> **Excerpt provided**
Remdesivir, an antiviral drug designed to treat both hepatitis and a common respiratory virus, seemed fated to join thousands of other failed medications after proving useless against those diseases.
But Friday, the Food and Drug Administration issued an emergency approval for remdesivir as a treatment for patients severely ill with COVID-19, the disease caused by the coronavirus, after a federal trial demonstrated modest improvements in severely ill patients.
The trial, sponsored by the National Institute of Allergy and Infectious Diseases, included more than 1,000 hospitalized patients and found that those receiving remdesivir recovered faster than those who got a placebo: in 11 days, versus 15 days. But the drug did not significantly reduce fatality rates.
Dr Anthony Fauci, director of the National Institute of Allergy and Infectious Diseases, said the results were "a very important proof of concept" but not a "knockout."
Gilead Sciences had dozens of drugs that worked in lab tests to shut down coronaviruses. One of the best was remdesivir, a drug that slipped past the viruses' system to protect RNA, their genetic material. Remdesivir made growing chains of viral RNA terminate prematurely, killing the virus.
Remdesivir killed every known coronavirus in tests. But the drug failed a number of real-life tests against hepatitis and Ebola. The drug languished, unapproved for any use - until a new coronavirus emerged.
As SARS-CoV-2, the virus that causes COVID-19, began to grow into a pandemic, scientists realized that remdesivir might be the best solution at hand. It had already undergone animal testing and safety testing in humans. So doctors began giving it to patients in studies without controls and even outside of studies. Gilead sponsored some of these studies and gave the drug to doctors who treated hundreds of patients under compassionate use, a legal exemption permitting use of an unapproved drug to treat patients.
Not everyone is convinced that remdesivir will live up to its promise. A study in China, published this week in Lancet, found the drug offered no benefit to severely ill patients. And many experts want to see the data from the National Institute of Allergy and Infectious Diseases trial; so far, there have been only announcements about the results from administration officials.
Despite these questions, Gilead has been ramping up production. The drug will be provided to patients at no cost, said Daniel O'Day, the company's chief executive.

> **Dataset entries**
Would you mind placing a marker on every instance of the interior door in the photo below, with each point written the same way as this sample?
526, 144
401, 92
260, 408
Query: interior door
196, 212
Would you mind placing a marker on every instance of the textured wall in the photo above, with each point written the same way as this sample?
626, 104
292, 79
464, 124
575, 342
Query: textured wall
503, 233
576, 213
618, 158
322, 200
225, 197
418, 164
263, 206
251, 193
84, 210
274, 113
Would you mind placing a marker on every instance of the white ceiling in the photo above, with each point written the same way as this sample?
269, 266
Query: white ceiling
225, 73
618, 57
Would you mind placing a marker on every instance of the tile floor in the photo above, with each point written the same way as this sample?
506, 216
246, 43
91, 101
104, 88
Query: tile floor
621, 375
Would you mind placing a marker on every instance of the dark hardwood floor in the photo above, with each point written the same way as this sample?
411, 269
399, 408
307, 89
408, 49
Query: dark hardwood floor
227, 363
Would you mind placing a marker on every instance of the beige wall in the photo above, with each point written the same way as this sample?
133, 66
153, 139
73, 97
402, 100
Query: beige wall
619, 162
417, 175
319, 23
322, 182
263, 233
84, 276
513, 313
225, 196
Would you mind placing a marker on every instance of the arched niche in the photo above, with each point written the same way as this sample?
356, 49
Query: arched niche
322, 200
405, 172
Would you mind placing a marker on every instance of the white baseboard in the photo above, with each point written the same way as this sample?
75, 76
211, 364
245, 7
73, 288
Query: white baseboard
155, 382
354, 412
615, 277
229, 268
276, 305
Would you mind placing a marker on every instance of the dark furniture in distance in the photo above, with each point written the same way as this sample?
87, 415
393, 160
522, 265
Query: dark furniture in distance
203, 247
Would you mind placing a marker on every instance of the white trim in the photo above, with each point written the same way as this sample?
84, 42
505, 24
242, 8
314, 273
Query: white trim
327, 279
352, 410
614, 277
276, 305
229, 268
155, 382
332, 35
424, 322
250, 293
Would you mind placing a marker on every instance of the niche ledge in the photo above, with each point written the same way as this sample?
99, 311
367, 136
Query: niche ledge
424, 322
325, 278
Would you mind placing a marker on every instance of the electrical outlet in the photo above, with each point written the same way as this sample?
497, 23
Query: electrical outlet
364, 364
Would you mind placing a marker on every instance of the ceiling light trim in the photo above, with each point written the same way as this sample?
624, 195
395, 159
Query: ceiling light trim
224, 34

> **Explore the material**
1. From the remdesivir article above, copy the passage between "Remdesivir killed every" and "new coronavirus emerged.", inclusive.
2. List every disease mentioned by name in the remdesivir article above.
3. Answer these questions using the remdesivir article above:
(a) How many hospitalized patients were in the trial sponsored by the National Institute of Allergy and Infectious Diseases?
(b) What did the study in China published in Lancet find?
(c) What will patients pay for the drug, according to Gilead's chief executive?

> **Written responses**
1.
Remdesivir killed every known coronavirus in tests. But the drug failed a number of real-life tests against hepatitis and Ebola. The drug languished, unapproved for any use - until a new coronavirus emerged.

2.
Hepatitis
COVID-19
Ebola

3.
(a) More than 1,000.
(b) The drug offered no benefit to severely ill patients.
(c) Nothing; it will be provided at no cost.